WHAT NEEDS TO BE DONE →
Copy out the entries exactly, and wherever a picture appears, leave it out.

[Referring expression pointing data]
-----

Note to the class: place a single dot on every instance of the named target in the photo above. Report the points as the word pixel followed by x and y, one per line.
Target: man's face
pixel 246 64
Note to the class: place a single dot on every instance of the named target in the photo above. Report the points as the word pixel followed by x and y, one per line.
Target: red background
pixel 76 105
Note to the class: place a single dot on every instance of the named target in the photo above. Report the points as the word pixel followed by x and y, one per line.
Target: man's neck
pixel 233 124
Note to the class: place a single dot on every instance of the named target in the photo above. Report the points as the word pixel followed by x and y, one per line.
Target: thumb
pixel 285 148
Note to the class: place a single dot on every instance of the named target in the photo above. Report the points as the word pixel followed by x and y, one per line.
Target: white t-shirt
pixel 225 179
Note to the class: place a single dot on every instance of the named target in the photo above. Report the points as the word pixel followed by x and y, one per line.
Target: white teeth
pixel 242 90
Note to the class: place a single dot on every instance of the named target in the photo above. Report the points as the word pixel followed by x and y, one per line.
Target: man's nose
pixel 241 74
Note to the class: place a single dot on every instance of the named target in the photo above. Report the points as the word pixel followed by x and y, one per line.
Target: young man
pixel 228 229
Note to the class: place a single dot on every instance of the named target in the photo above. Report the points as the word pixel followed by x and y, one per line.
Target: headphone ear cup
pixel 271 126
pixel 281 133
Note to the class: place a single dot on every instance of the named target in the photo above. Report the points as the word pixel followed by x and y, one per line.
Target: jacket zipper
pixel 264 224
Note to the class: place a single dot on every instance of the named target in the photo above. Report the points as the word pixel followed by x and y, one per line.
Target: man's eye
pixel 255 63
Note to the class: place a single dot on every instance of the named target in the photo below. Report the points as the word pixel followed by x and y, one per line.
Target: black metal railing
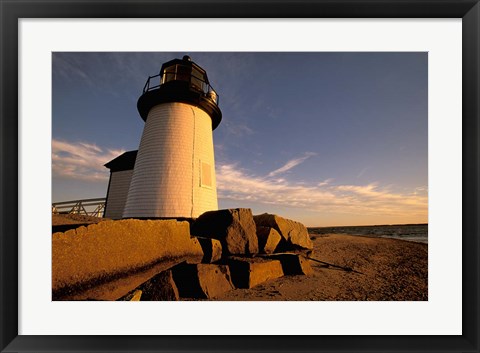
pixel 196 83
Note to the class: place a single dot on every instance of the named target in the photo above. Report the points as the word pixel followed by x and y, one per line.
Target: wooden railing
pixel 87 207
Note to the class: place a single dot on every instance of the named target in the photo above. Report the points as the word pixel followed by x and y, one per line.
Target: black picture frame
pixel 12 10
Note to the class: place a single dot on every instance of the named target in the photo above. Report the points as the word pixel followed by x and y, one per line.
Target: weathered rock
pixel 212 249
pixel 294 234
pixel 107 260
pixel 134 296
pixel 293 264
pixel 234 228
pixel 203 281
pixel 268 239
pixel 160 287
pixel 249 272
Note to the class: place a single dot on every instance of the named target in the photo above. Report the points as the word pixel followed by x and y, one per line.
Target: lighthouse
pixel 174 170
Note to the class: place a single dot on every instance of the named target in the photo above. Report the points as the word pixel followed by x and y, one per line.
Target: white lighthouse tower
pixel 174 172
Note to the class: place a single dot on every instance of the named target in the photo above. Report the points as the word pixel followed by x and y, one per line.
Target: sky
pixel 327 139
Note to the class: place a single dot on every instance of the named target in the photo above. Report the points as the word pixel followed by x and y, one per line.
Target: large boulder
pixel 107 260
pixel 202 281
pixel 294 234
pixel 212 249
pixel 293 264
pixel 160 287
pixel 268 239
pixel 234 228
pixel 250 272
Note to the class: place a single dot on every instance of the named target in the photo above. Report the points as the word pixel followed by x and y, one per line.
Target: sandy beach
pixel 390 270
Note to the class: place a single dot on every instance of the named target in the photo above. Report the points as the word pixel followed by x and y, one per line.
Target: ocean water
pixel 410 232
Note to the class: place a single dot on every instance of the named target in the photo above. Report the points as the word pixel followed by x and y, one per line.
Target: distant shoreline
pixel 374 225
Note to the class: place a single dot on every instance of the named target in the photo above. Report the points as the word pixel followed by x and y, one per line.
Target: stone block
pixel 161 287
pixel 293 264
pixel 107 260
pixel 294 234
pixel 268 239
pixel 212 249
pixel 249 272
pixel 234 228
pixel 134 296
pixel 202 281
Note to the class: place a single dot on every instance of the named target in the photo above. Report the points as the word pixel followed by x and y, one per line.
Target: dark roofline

-----

WRITTEN SOLUTION →
Note to the class: place a single dot on every instance of the named target in the photo above. Report the points as the word pixel followed by x and y, one per line.
Target: man's face
pixel 246 64
Note to the class: place a single dot on every instance of the named target in the photo above. Report the points as the word pixel followed by x and y, one per line.
Target: red background
pixel 76 105
Note to the class: place a single dot on every instance of the named target in the photo above. Report the points as the word pixel followed by x and y, one per line.
Target: man's neck
pixel 233 124
Note to the class: place a single dot on every instance of the named target in the photo above. Report the points as the word pixel followed by x and y, one per line.
Target: thumb
pixel 285 148
Note to the class: place a single dot on every instance of the named target in the photo above. Report the points as the word pixel followed by x and y, one per line.
Target: white t-shirt
pixel 225 179
Note to the class: place a single dot on every instance of the named target in the photo above. Report the points as the word pixel followed by x and y, one per line.
Target: white teeth
pixel 242 90
Note to the class: place a single dot on every instance of the named target in the photo above. Report the points as the word pixel followed by x and y, one per line.
Target: man's nose
pixel 241 74
Note to the class: place a single dot on every instance of the named target in the photo above. Report the points as the word pixel followed by x and y, one per line.
Target: young man
pixel 228 229
Note to the class: place a single dot on every instance of the named target in the photo above. Report the points as the word pixel followed by x and y, one per line.
Target: headphone ear cup
pixel 271 126
pixel 281 133
Note to the class: place a single dot on every instance of the named target in the photo above. Report the points as the word pixel followed by x and y, one per line.
Target: jacket zipper
pixel 264 224
Note to the class: place a single dot on every instance of the named target in the photo above. Report the points as the word pixel followed by x and y, one per line.
Target: man's eye
pixel 255 63
Note to the class: place a single dot on every instance of the named target in the photo below. Report the points as the word pixel followed by x and y, one per line.
Target: black metal railing
pixel 196 83
Note to the class: place a single dot on every instance of the named target in the photo above. Report the points as the word pixel followed by x and y, one per line.
Target: wooden railing
pixel 87 207
Note to the class: place a single dot on every instance of the named target in the photo above. Report the points as the word pixel followed by x and y, one per line.
Target: black picture frame
pixel 12 10
Note to the class: place a single dot on every instance of the named target in the photo above. Report the points as the word pixel followed by x and y, one per line.
Target: weathered rock
pixel 212 249
pixel 294 234
pixel 107 260
pixel 134 296
pixel 293 264
pixel 234 228
pixel 203 281
pixel 268 239
pixel 160 287
pixel 249 272
Note to the class: place a single dot on every instance of the named target in the photo above. Report the points as the word pixel followed by x and y, one per line.
Target: lighthouse
pixel 174 170
Note to the class: place a single dot on every instance of the named target in the photo above. Report the points as the word pixel followed by x and y, one per line.
Target: white lighthouse tower
pixel 174 172
Note to the class: place a single dot on every instance of the named target in the photo above. Report the points as the word pixel followed by x and y, one per line.
Target: sky
pixel 327 139
Note to the class: place a single dot on every instance of the named target in the photo above. Report the points as the word pixel followed by x and y, one per line.
Target: large boulder
pixel 107 260
pixel 202 281
pixel 294 234
pixel 212 249
pixel 293 264
pixel 160 287
pixel 268 239
pixel 234 228
pixel 250 272
Note to the class: place a single dot on every instance of the named target in the photo above. Report the points as the word pixel followed by x and y, one per line.
Target: sandy beach
pixel 390 270
Note to the class: place a single dot on every instance of the named target in the photo above. Report the points as the word pixel followed by x and y, one per line.
Target: ocean water
pixel 410 232
Note to the class: place a single dot on every instance of the named target in the photo above. Report the points as the word pixel followed by x and y, one per line.
Target: distant shoreline
pixel 374 225
Note to the class: place a single dot on every instance of the named target in the photo above. Report the points as the word pixel followed by x and y, one per line.
Target: stone block
pixel 161 287
pixel 293 264
pixel 107 260
pixel 294 234
pixel 268 239
pixel 212 249
pixel 249 272
pixel 234 228
pixel 134 296
pixel 202 281
Note to the class: place a single dot on every instance of the named target in the photo above. Report the points as the word pixel followed by x and y, one per line.
Target: dark roofline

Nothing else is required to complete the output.